### SUPPLIED TEXT

^^^^

Monopoly – Cutthroat Negotiating Can Be Fun (Negotiating)
Monopoly, which the foolish Russians banned, is a devilishly clever way to indoctrinate America’s youth regarding the joys of land ownership and the visceral satisfaction that comes from driving your competitors into bankruptcy. It is hard to think of a more effective way to instill Capitalism’s Darwinian ‘sink or swim’ precept than to pit players against each other in a winner-take-all board game. See Monopoly for ‘real world’ negotiation lessons that you can apply to your startup.

Playbook for Making Something Out of Nothing
Some say that Marcia Brown’s 1947 retelling of the classic French folktale, “Stone Soup”, is a parable describing the joy that comes from sharing your bounty, no matter how meager, with your fellow man.


When viewed from The Fringe, we see that “Stone Soup” is actually a veritable playbook for how to start a venture. More valuable advice can be found in this slim volume than in the entire Harvard Business School library.

Do not believe me? Read on.

In Ms. Brown’s version of this oft told tale, three Soldiers enter a small town during a time of war. Initially, all of the villagers run into their modest homes and shun the Soldiers’ request for food and lodging. However, what the villagers do not realize is that these three travelers are not just Soldiers. They are also entrepreneurs, and the ‘venture’ that they are about to launch involves a filling meal, a darn good party, and some much needed excitement.

Something from Nothing
One of the most powerful lessons from “Stone Soup” is also the most obvious. Every entrepreneur is faced with making something out of nothing. When you start your adVenture, it is nothing more than an idea. The only way you will turn your idea into anything of substance is by pulling together a powerful team and then supplying them with adequate resources.

The Soldiers invite the villagers to join their ‘team’, and convince them to contribute the necessary resources to make the team successful. When the soldiers carefully gather the ‘right’ stones and announce that they will make stone soup, the villagers respond, “Stone soup? That would be something to know about.”

^^^^

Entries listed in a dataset
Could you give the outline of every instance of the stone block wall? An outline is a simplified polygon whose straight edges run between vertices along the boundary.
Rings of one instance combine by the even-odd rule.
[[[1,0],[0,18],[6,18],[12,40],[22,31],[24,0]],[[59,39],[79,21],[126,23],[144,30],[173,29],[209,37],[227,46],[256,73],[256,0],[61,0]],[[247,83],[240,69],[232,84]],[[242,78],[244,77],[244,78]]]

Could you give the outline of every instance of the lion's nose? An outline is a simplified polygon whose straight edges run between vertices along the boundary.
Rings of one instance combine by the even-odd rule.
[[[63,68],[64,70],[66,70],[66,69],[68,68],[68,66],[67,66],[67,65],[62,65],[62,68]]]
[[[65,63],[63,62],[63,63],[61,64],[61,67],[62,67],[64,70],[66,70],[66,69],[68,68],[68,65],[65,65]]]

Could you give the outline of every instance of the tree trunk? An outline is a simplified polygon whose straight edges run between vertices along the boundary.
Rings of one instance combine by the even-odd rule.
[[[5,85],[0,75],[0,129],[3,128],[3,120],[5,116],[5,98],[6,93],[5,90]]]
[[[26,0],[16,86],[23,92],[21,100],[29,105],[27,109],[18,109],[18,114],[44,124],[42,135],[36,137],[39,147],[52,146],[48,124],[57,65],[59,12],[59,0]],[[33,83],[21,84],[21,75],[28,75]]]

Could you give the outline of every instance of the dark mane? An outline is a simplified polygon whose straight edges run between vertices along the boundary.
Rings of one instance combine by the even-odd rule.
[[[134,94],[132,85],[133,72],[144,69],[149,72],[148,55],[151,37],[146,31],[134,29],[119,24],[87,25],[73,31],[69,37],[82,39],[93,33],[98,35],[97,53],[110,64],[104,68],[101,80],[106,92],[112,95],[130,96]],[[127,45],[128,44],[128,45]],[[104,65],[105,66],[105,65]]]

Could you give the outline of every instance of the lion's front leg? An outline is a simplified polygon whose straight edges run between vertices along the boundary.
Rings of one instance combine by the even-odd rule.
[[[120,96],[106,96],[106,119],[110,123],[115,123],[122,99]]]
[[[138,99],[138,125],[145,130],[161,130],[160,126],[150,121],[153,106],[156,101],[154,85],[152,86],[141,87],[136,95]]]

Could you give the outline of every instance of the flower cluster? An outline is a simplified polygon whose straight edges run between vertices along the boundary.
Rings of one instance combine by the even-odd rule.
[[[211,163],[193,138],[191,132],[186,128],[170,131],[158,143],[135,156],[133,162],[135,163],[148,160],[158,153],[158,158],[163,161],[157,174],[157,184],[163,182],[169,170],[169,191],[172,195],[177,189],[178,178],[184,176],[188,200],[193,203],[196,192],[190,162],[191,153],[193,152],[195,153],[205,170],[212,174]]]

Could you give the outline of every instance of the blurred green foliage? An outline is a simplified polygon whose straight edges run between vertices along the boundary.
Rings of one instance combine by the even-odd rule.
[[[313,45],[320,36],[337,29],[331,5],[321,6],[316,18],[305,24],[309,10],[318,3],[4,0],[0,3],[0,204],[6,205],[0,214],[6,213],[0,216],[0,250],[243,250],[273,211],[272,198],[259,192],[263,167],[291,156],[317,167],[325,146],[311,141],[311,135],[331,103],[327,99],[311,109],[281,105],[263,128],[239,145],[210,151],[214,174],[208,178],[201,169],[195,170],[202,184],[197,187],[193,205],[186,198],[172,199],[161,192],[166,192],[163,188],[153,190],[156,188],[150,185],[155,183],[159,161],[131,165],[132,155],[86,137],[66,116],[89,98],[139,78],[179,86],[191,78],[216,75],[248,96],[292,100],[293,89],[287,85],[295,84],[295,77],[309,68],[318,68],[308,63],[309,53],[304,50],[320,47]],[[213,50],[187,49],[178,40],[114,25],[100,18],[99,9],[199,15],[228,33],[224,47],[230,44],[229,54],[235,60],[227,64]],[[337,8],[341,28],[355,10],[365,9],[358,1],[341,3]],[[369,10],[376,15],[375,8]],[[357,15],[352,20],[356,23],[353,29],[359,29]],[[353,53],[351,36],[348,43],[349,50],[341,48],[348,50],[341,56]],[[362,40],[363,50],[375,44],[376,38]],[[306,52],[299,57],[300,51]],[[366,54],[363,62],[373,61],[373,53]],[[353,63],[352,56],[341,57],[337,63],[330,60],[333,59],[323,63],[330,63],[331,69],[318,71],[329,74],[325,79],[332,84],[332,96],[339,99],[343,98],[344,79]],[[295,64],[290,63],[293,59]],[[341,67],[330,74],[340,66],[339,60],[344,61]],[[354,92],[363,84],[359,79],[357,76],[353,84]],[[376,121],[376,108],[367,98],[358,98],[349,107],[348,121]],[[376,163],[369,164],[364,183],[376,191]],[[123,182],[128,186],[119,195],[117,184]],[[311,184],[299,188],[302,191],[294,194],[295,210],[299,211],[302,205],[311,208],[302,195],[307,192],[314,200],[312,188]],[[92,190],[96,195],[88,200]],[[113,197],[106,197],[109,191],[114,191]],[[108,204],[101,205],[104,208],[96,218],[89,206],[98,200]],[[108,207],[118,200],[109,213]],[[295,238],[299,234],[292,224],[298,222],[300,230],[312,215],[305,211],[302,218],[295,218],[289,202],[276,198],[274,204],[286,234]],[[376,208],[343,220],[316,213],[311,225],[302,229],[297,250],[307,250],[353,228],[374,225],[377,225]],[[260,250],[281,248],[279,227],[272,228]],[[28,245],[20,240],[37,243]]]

^^^^

### REQUIRED TASKS
A. According to the supplied text, why is Monopoly such an effective way to instill the "sink or swim" precept? Answer in one to three sentences.
B. Reproduce the part of the supplied text that opens with the words containing "Monopoly – Cutthroat" and closes with "your fellow man.", substituting "Scrabble" for "Monopoly".

### WRITTEN ANSWERS
A. Monopoly pits players against each other in a winner-take-all board game. That is why the supplied text calls it hard to imagine a more effective way to instill Capitalism's Darwinian "sink or swim" precept.

B.
Scrabble – Cutthroat Negotiating Can Be Fun (Negotiating)
Scrabble, which the foolish Russians banned, is a devilishly clever way to indoctrinate America’s youth regarding the joys of land ownership and the visceral satisfaction that comes from driving your competitors into bankruptcy. It is hard to think of a more effective way to instill Capitalism’s Darwinian ‘sink or swim’ precept than to pit players against each other in a winner-take-all board game. See Scrabble for ‘real world’ negotiation lessons that you can apply to your startup.

Playbook for Making Something Out of Nothing
Some say that Marcia Brown’s 1947 retelling of the classic French folktale, “Stone Soup”, is a parable describing the joy that comes from sharing your bounty, no matter how meager, with your fellow man.